Task instructions
What do the entries below say? Restate them word for word.

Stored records

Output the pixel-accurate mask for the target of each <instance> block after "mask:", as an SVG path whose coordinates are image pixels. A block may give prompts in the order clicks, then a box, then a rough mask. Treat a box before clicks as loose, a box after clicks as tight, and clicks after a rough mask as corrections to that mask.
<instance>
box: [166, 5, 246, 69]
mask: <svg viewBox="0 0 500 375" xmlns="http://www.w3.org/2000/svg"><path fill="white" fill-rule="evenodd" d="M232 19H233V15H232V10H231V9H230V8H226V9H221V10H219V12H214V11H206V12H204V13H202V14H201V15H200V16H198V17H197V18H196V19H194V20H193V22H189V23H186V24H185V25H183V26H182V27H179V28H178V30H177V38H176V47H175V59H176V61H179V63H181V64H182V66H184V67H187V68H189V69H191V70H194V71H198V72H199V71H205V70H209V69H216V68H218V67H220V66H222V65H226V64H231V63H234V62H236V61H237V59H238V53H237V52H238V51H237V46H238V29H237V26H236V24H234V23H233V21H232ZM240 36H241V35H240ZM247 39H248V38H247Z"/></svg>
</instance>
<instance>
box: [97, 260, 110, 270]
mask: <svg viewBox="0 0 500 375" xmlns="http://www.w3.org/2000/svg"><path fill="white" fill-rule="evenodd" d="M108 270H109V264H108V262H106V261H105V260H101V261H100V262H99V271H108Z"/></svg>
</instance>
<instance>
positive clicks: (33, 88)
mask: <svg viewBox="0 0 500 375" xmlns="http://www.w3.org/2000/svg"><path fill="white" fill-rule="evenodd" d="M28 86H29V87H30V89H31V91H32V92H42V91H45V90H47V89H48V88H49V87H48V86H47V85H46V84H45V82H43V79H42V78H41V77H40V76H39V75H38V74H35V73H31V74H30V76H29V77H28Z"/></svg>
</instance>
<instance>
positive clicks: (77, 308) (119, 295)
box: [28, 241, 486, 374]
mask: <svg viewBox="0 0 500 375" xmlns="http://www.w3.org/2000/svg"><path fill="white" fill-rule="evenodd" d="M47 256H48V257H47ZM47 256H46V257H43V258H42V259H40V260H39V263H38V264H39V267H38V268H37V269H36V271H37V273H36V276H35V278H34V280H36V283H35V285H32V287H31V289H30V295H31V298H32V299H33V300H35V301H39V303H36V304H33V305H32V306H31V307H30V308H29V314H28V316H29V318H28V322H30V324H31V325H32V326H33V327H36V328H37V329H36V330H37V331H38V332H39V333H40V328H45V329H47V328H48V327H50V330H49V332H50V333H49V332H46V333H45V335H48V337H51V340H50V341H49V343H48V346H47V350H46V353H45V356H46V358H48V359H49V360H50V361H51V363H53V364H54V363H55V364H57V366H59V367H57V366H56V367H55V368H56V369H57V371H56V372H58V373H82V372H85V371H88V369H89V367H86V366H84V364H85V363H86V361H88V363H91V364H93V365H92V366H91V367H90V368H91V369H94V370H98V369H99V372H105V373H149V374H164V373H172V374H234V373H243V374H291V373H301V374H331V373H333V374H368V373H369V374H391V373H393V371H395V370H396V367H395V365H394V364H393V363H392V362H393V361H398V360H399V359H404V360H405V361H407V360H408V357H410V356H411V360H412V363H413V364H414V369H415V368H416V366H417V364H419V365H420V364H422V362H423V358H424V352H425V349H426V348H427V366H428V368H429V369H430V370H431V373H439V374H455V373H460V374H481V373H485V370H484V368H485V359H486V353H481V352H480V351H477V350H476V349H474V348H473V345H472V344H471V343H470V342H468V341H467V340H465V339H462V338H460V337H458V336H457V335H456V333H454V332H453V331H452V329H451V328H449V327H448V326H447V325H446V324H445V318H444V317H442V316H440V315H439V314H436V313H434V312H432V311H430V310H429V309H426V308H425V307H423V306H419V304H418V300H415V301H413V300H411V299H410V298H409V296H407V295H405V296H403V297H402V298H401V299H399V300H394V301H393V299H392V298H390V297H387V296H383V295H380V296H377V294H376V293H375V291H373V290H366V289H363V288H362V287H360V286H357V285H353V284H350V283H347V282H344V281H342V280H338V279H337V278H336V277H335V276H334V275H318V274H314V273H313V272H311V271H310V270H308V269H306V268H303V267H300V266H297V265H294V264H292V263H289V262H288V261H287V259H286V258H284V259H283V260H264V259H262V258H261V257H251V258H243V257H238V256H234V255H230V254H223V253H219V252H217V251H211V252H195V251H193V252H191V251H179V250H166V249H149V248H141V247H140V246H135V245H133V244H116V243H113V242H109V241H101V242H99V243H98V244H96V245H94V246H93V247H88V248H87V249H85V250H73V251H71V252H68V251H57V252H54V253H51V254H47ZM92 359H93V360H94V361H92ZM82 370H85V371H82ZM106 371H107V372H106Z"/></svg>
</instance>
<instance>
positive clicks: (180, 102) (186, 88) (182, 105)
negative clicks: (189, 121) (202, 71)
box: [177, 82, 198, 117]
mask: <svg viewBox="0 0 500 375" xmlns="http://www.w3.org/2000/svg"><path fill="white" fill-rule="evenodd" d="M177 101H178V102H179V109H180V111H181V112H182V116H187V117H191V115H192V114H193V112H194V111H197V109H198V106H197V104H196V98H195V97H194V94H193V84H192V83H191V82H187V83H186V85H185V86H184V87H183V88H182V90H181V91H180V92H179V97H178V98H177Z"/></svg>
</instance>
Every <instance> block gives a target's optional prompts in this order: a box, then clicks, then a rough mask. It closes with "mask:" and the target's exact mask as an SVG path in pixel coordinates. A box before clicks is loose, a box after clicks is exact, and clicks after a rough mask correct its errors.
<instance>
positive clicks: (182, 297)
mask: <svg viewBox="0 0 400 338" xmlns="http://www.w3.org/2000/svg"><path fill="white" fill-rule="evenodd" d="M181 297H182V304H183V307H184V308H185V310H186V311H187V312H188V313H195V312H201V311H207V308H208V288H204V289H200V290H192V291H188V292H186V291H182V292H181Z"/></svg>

Response below
Output the pixel-accurate mask for the target of each <instance> block after "mask:", as an SVG path whose coordinates are image pixels. A block may give prompts in the order clicks, then a box, then a rough mask. Treat a box before clicks as loose, a box after clicks as tight, and clicks after a rough mask as corrections to that mask.
<instance>
box: [166, 5, 246, 69]
mask: <svg viewBox="0 0 500 375" xmlns="http://www.w3.org/2000/svg"><path fill="white" fill-rule="evenodd" d="M232 19H233V15H232V10H231V9H230V8H226V9H221V10H219V12H214V11H206V12H204V13H202V14H201V15H200V16H198V17H197V18H196V19H194V20H193V22H189V23H186V24H185V25H183V26H182V27H179V28H178V30H177V38H176V47H175V59H176V61H179V63H181V64H182V66H184V67H187V68H189V69H191V70H194V71H198V72H199V71H205V70H209V69H216V68H218V67H220V66H222V65H226V64H231V63H234V62H236V61H237V59H238V53H237V52H238V51H237V46H238V29H237V26H236V24H234V23H233V21H232ZM240 36H241V35H240ZM247 39H248V38H247Z"/></svg>
</instance>
<instance>
box: [97, 260, 110, 270]
mask: <svg viewBox="0 0 500 375" xmlns="http://www.w3.org/2000/svg"><path fill="white" fill-rule="evenodd" d="M108 270H109V264H108V262H106V261H105V260H101V261H100V262H99V271H108Z"/></svg>
</instance>
<instance>
positive clicks: (33, 88)
mask: <svg viewBox="0 0 500 375" xmlns="http://www.w3.org/2000/svg"><path fill="white" fill-rule="evenodd" d="M28 86H29V87H30V89H31V91H32V92H42V91H45V90H47V89H48V88H49V87H48V86H47V85H46V84H45V82H43V79H42V78H41V77H40V76H39V75H38V74H35V73H31V74H30V76H29V77H28Z"/></svg>
</instance>
<instance>
positive clicks: (77, 308) (119, 295)
box: [28, 241, 486, 374]
mask: <svg viewBox="0 0 500 375" xmlns="http://www.w3.org/2000/svg"><path fill="white" fill-rule="evenodd" d="M47 256H48V257H47ZM47 256H46V257H43V258H42V259H40V260H39V263H38V264H39V267H38V268H37V269H36V271H37V273H36V276H35V278H34V280H36V283H35V285H32V287H31V289H30V295H31V298H32V299H33V300H35V301H39V303H36V304H33V305H32V306H31V307H30V308H29V314H28V316H29V318H28V322H30V324H31V325H32V326H33V327H36V328H37V329H36V330H37V331H38V332H39V333H40V328H45V329H47V328H48V327H50V330H49V332H50V333H49V332H46V333H45V335H48V337H51V340H50V341H49V343H48V346H47V350H46V353H45V356H46V358H48V359H49V360H50V361H51V363H53V364H54V363H55V364H57V366H59V367H57V366H56V367H55V368H56V369H57V371H56V372H58V373H82V372H85V371H88V369H89V367H86V366H84V364H85V363H86V361H88V363H91V364H93V365H92V366H91V367H90V368H91V369H94V370H98V369H99V372H105V373H149V374H164V373H172V374H234V373H243V374H291V373H301V374H331V373H333V374H368V373H369V374H391V373H393V371H395V370H396V367H395V365H394V364H393V363H392V362H393V361H398V360H399V359H404V360H405V361H407V360H408V357H410V356H411V360H412V363H413V364H414V369H415V368H416V366H417V364H419V365H420V364H422V362H423V358H424V352H425V349H426V348H427V366H428V368H429V369H430V370H431V373H439V374H455V373H460V374H481V373H485V370H484V368H485V359H486V353H481V352H480V351H477V350H476V349H474V348H473V345H472V344H471V343H470V342H468V341H467V340H465V339H462V338H460V337H458V336H457V335H456V333H454V332H453V331H452V329H451V328H449V327H448V326H447V325H446V324H445V318H444V317H442V316H440V315H439V314H436V313H434V312H432V311H430V310H429V309H426V308H425V307H423V306H419V304H418V300H415V301H413V300H411V299H410V298H409V296H407V295H405V296H403V297H402V298H401V299H399V300H394V301H393V299H392V298H390V297H387V296H383V295H380V296H377V294H376V293H375V291H373V290H366V289H363V288H362V287H360V286H357V285H353V284H350V283H347V282H344V281H342V280H338V279H337V278H336V277H335V276H334V275H318V274H314V273H313V272H311V271H310V270H308V269H306V268H303V267H300V266H297V265H294V264H292V263H289V262H288V261H287V259H286V258H284V259H283V260H264V259H262V258H261V257H251V258H243V257H238V256H234V255H230V254H223V253H219V252H217V251H211V252H195V251H193V252H191V251H179V250H166V249H149V248H141V247H140V246H135V245H133V244H116V243H113V242H109V241H101V242H99V243H98V244H96V245H94V246H93V247H88V248H87V249H85V250H73V251H71V252H68V251H57V252H54V253H51V254H47ZM92 359H93V360H94V361H92ZM82 370H85V371H82ZM106 371H107V372H106Z"/></svg>
</instance>
<instance>
positive clicks: (180, 102) (186, 88) (182, 105)
negative clicks: (189, 121) (202, 71)
box: [177, 82, 198, 117]
mask: <svg viewBox="0 0 500 375" xmlns="http://www.w3.org/2000/svg"><path fill="white" fill-rule="evenodd" d="M177 101H178V102H179V109H180V111H181V112H182V116H187V117H191V115H192V114H193V112H194V111H197V109H198V106H197V104H196V98H195V97H194V94H193V84H192V83H191V82H187V83H186V85H185V86H184V87H183V88H182V90H181V91H180V92H179V97H178V98H177Z"/></svg>
</instance>
Every <instance> block gives a target's optional prompts in this order: a box, then clicks, then a rough mask. It closes with "mask:" and the target's exact mask as an SVG path in pixel coordinates. A box before clicks is loose, a box after clicks is exact, and clicks after a rough mask correct its errors.
<instance>
positive clicks: (182, 297)
mask: <svg viewBox="0 0 400 338" xmlns="http://www.w3.org/2000/svg"><path fill="white" fill-rule="evenodd" d="M181 297H182V304H183V307H184V308H185V310H186V311H187V312H188V313H195V312H201V311H207V308H208V288H204V289H200V290H192V291H188V292H186V291H182V292H181Z"/></svg>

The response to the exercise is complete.